*** Text provided ***

= Nordanstigs spelmanslag =

Nordanstigs spelmanslag is a Swedish folk music fiddler-team (Swedish: spelmanslag) in Hälsingland, Sweden. It was formed in 1952 and is based in Bergsjö and plays Swedish folk music from the Bergsjö-Hassela region area in Hälsingland. Three of their most well known fiddlers are "O'tôrgs-Kaisa" (Kaisa Abrahamsson), Lennart Eriksson and Thomas von Wachenfeldt.

The team play mainly folk music tunes from the north of Hälsingland; compositions after famous Hälsingian folk musicians such as Hultkläppen, Katrina Lundstedt, Malångs-August, Jon-Erik Öst, Lars-Erik Forslin, Per-Erik Svedin, Korp-Erik, Gammelbo-Lars,
Pelle Schenell, Hägg-Erske, Pusten, Sammels Jon-Erik and Dôv-Ante.

***

[Brief]: According to the text on Nordanstigs spelmanslag, in which year was the fiddler team formed? The lines that follow come from a separate source unrelated to the text on Nordanstigs spelmanslag.

*** Data block ***

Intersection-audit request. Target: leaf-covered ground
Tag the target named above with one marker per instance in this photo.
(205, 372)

***

[Exercise output]: 1952